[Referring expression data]
<<<<

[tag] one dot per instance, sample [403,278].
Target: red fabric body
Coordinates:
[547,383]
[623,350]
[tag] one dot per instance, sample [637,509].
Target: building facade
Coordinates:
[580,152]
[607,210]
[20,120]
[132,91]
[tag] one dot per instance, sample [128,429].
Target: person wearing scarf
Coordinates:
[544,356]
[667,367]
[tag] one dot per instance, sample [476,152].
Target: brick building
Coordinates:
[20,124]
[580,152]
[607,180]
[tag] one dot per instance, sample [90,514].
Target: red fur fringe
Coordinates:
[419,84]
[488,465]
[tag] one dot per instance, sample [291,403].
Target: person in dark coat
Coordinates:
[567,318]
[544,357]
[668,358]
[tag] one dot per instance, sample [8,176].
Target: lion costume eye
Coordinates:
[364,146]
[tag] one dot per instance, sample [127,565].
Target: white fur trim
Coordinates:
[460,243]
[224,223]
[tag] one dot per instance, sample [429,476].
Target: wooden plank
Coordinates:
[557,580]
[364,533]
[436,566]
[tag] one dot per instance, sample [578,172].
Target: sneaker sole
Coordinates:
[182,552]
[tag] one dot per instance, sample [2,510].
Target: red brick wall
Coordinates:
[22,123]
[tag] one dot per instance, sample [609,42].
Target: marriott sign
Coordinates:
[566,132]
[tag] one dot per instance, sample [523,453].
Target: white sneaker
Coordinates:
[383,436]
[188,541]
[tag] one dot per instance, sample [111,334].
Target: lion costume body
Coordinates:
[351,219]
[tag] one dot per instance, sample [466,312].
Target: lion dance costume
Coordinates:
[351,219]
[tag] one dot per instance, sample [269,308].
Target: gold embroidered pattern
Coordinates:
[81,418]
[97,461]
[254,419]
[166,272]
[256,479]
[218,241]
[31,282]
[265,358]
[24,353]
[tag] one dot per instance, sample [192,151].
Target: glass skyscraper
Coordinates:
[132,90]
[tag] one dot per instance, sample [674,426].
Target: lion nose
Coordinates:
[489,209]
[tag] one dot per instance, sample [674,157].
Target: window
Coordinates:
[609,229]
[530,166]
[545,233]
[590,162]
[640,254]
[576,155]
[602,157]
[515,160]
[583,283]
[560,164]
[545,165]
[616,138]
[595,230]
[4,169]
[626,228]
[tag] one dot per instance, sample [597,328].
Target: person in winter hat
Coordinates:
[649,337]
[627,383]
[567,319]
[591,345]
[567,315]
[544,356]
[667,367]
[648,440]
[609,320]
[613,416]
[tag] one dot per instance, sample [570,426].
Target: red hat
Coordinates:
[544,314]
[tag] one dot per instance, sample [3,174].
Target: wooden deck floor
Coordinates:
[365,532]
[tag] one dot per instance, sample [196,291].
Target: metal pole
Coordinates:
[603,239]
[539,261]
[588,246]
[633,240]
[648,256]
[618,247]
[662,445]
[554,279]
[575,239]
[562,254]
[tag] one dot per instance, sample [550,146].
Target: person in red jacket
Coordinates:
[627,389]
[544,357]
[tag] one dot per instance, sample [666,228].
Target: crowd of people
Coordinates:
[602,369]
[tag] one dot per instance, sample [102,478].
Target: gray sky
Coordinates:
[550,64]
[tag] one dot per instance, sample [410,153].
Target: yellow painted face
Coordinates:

>>>>

Work order - Look above for the line with "Target: lion dance costume" and the line with "Target: window", and reproduce exactly those two lines plus every line between, nothing more.

Result for this task -
Target: lion dance costume
Coordinates:
[351,219]
[tag] one dot per instance, sample [269,308].
Target: gold embroidered pattern
Coordinates:
[81,418]
[97,461]
[254,419]
[166,272]
[256,479]
[218,241]
[31,282]
[265,358]
[24,353]
[tag] one dot per instance, sample [192,151].
Target: glass skyscraper
Coordinates:
[132,90]
[tag] one dot per instance, sample [674,426].
Target: lion nose
Coordinates:
[489,209]
[tag] one dot per instance, sample [674,157].
Target: window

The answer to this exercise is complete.